** Start of LISTED ENTRIES **

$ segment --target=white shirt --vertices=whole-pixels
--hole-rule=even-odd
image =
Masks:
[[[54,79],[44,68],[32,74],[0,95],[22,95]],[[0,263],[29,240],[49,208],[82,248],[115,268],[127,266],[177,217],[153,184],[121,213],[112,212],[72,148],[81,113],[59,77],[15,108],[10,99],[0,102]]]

** End of LISTED ENTRIES **

**WHAT THE TASK ASKS**. Can you render every line of the items above as a JSON list of strings, with one string per line and blank lines left out?

**WORKED ANSWER**.
[
  "$ segment --target=white shirt --vertices=whole-pixels",
  "--hole-rule=even-odd",
  "image =",
  "Masks:",
  "[[[54,79],[44,68],[32,74],[0,95],[22,95]],[[0,263],[29,240],[49,208],[82,248],[115,268],[127,266],[177,217],[153,184],[121,213],[112,212],[72,148],[81,113],[59,77],[15,108],[10,99],[0,102]]]"
]